DIRECTIONS:
[a] According to the text on art in Tuscany, how long is the drive to Florence?
[b] Pick up the text on art in Tuscany where it stops and continue it.

TEXT:
Also see Luca Signorelli’s Frescoes in Morra
Art In Tuscany
Almost every town on the tourist trail in Tuscany has at least one artwork that’s worth viewing and Tuscany in a large region! Close to the Tuscany Umbria Border (where our villa rentals are located), the main Tuscan artworks are in Cortona, Arezzo, Sansepolcro and Monterchi. Siena is between an hour and two hours from most of our properties and Florence is generally around two hours in the car. Both these cities have too much art to see in a single visit but I’ve made some suggestions below.
Highlight of this small museum is the altarpiece by Fra Angelico depicting the Annunciation, other works are by Luca Signorelli and Futurist, Gino Severini.
The Piero della Francesca Trail
San Francesco Church, Story of the True Cross by Piero della Francesca
A convoluted medieval legend is brought to life by Renaissance painter and mathematician on the apse of the Franciscan church. Book a time slot as, at the busy time of year, you are unlikely to get in by turning up. Can be combined with visits to Monterchi, Sansepolcro, Perugia and Urbino (in Le Marche) to follow the Piero della Francesca trail.
Monterchi (Piero Trail continued..)

Source data:
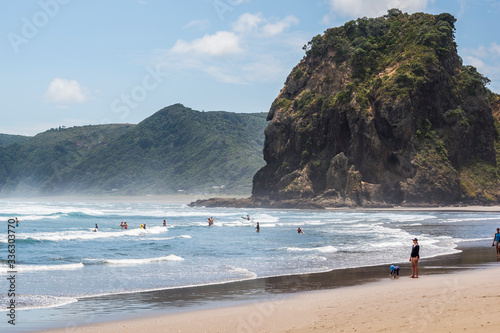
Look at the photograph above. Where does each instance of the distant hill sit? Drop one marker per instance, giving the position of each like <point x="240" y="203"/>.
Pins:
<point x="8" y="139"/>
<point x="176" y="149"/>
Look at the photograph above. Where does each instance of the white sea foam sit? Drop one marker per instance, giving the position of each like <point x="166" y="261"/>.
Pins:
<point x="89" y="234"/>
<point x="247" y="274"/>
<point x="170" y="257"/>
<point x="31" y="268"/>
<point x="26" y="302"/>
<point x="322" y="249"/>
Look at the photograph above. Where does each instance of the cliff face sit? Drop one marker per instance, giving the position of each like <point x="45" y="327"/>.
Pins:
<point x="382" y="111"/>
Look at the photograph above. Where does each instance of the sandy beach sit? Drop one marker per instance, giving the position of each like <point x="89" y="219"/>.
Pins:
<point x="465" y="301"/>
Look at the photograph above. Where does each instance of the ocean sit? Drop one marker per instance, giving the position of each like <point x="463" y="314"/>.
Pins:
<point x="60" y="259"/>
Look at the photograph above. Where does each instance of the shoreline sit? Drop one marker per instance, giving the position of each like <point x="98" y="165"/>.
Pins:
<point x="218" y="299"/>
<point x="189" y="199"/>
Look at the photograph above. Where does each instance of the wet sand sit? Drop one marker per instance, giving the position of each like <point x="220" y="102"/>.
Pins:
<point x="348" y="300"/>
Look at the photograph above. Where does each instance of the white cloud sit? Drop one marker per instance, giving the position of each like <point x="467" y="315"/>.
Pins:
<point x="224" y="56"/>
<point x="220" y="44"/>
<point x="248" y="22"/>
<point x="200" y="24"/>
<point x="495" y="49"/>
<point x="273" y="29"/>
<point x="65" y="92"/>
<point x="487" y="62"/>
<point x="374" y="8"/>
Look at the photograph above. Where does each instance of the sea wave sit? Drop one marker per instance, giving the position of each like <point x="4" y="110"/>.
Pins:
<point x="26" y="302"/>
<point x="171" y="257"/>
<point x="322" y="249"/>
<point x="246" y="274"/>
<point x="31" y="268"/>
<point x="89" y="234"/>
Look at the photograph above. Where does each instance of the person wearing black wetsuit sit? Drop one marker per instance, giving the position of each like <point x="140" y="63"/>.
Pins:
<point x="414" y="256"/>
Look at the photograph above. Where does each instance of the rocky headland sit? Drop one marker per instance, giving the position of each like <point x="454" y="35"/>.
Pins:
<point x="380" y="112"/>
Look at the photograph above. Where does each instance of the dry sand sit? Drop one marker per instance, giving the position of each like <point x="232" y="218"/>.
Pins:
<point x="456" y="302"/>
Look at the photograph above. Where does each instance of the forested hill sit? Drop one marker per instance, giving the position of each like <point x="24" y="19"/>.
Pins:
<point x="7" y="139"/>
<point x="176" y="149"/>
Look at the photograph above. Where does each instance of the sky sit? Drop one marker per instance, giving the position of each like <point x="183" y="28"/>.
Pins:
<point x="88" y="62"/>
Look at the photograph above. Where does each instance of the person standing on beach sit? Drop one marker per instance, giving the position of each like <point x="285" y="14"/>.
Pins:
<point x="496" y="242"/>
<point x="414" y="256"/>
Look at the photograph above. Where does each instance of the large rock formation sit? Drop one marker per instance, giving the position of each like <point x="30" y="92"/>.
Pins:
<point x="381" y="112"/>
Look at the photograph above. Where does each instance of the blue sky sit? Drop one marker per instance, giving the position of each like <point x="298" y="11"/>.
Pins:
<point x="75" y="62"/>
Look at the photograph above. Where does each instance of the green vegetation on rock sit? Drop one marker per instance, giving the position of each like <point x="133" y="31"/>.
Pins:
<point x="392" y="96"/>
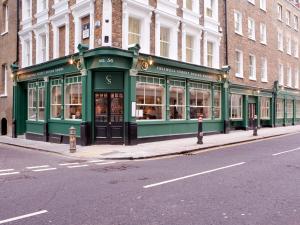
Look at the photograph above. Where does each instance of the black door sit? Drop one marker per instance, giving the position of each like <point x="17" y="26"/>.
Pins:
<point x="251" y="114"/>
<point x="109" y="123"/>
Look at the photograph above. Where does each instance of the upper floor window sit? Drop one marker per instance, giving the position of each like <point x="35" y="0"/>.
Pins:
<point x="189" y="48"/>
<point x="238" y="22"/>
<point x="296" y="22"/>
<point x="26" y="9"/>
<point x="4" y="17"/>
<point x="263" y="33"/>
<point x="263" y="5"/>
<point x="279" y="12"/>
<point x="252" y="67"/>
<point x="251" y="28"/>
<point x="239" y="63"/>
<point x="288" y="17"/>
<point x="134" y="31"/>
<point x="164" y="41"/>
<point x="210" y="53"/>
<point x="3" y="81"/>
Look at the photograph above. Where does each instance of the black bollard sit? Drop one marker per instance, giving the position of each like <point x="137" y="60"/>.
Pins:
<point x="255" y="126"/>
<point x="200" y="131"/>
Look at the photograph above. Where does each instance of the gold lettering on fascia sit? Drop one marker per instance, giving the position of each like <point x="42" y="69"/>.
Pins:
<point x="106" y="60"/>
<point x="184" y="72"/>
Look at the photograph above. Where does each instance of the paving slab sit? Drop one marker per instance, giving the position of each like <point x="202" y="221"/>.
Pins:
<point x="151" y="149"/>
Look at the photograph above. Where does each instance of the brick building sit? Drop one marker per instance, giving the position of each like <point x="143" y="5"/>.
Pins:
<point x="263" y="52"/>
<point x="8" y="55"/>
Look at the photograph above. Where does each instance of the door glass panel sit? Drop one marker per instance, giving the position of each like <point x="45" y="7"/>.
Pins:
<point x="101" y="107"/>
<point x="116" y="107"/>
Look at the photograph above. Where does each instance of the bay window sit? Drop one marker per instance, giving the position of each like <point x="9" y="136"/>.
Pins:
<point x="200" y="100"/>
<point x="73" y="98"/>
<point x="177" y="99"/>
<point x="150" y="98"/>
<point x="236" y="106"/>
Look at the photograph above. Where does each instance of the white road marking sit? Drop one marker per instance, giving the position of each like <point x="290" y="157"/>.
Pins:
--
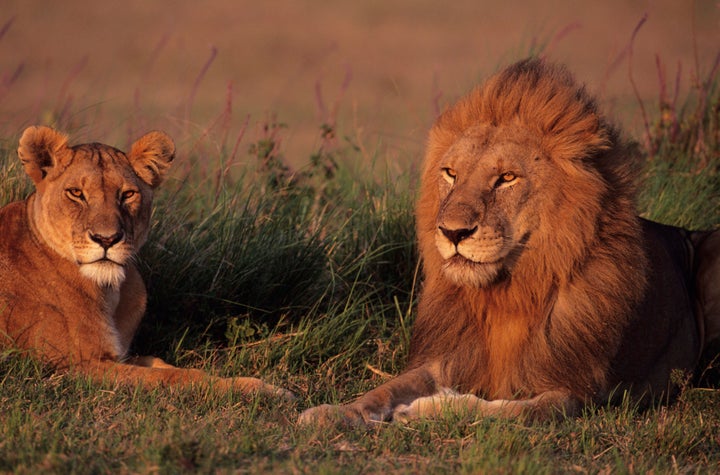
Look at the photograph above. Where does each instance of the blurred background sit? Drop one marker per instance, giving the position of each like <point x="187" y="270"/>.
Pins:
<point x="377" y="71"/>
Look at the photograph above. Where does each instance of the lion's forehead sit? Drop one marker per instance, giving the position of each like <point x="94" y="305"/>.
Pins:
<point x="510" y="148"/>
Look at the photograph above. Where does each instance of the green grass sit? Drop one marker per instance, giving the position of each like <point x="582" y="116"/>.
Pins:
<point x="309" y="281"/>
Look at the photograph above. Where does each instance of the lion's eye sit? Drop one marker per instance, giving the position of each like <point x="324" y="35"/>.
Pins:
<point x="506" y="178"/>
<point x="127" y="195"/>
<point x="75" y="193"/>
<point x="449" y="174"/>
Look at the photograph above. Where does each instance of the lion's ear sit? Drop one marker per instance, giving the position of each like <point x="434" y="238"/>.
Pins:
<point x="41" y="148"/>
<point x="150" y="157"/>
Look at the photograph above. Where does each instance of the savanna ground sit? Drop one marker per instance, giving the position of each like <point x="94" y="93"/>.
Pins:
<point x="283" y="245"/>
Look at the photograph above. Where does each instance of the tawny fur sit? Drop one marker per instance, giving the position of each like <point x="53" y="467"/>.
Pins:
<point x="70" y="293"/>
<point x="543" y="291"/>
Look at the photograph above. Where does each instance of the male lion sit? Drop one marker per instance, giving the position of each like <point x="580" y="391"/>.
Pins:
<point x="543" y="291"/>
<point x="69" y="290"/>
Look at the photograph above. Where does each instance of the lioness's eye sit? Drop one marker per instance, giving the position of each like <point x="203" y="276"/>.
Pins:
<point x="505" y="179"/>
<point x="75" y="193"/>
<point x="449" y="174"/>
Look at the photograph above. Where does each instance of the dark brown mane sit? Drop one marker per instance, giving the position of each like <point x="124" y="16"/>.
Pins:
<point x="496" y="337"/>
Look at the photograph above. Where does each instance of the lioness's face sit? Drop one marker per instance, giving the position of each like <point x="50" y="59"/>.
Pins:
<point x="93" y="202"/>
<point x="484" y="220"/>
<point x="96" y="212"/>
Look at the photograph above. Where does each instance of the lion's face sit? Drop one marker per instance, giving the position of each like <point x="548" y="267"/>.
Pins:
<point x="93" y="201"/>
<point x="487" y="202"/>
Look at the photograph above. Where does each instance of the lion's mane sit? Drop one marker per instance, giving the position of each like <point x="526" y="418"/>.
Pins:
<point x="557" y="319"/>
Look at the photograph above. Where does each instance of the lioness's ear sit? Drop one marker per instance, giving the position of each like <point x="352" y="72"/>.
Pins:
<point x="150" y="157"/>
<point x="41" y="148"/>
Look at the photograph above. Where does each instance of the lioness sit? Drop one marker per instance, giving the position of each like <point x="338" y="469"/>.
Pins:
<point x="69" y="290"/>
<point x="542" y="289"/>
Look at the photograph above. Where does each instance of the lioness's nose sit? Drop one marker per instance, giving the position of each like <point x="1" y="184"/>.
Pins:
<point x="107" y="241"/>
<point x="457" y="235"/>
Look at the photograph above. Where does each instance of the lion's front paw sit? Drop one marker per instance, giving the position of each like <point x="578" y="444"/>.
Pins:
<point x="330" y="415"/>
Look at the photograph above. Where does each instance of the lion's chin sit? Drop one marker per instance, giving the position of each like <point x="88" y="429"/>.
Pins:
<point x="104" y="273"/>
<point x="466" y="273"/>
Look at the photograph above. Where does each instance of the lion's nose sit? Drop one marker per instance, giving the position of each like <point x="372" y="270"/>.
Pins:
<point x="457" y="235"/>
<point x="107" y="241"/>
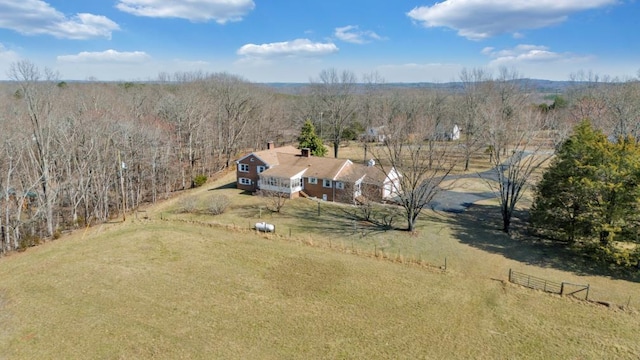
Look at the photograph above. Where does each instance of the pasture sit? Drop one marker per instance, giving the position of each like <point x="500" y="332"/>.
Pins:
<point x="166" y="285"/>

RESPONSE LIST:
[a] Generally around two hours by car.

[b]
Madonna del Parto
A depiction of the pregnant Virgin Mary, this simple but beautiful painting demonstrates Piero della Francesca’s mastery of perspective by placing her inside a tent.
Sansepolcro (Piero Trail continued…)
Two of Piero della Francesca’ works can be visited here, the stunning Resurrection, which depicts Jesus rising from the tomb and the Madonna della Misericordia, where the Madonna protects the painting’s patrons with her cloak.
If you are spending more than a day in Florence it is probably worth looking at buying a “Firenze Card” which gives you access to most museums within a 72 hour period. There is too much to list in Florence but here are some of our highlights:
Florence: Uffizi Gallery
One of the world’s greatest art collections featuring paintings from the medieval period up to the 19th Century. There are works from all the great Italian artists and many more from other parts of Europe. Book in advance and don’t plan to see a lot else afterwards, you might start to suffer from Stendhal’s Syndrome, dizziness and fainting brought on by artistic overload. If you have been following the Piero della Francesca Trail (see above), amongst the many paintings here, you can see his famous diptych of Federico di Montefeltro and his wife, Battista Sforza.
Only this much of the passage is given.